§ PROMPT
The word "toasted" turns up on some lines of this data; say how many, and give no other text.
:: DATA FOR PROCESSING
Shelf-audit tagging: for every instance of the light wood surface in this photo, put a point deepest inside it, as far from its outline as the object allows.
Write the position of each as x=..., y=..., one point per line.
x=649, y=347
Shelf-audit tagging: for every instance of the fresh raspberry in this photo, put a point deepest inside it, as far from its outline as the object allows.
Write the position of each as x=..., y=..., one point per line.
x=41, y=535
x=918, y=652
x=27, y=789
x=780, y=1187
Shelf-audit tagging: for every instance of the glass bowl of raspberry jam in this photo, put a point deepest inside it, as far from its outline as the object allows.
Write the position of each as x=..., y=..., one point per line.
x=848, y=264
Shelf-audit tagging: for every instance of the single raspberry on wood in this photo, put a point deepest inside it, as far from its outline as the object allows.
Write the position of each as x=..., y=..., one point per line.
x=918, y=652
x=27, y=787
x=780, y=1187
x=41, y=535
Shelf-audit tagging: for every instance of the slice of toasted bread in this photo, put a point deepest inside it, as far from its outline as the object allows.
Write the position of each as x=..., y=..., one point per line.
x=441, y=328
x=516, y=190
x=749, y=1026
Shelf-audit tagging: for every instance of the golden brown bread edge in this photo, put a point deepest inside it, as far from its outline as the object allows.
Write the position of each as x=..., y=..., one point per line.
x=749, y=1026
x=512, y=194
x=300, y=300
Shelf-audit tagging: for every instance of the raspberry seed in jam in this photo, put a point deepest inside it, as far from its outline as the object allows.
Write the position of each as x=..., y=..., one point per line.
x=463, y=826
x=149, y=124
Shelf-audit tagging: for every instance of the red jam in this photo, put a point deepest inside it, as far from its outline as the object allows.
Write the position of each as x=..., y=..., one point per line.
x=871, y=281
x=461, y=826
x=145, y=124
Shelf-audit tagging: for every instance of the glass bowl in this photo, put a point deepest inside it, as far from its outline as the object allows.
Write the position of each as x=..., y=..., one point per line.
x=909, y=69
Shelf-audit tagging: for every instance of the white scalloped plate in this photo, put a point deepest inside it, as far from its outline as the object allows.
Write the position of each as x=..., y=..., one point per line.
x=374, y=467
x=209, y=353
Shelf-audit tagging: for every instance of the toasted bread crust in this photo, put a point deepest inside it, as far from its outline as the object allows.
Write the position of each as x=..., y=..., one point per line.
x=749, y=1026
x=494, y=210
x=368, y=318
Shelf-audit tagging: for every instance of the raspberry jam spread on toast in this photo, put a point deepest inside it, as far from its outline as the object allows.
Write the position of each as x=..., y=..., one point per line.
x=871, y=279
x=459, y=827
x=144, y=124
::::
§ ANSWER BOX
2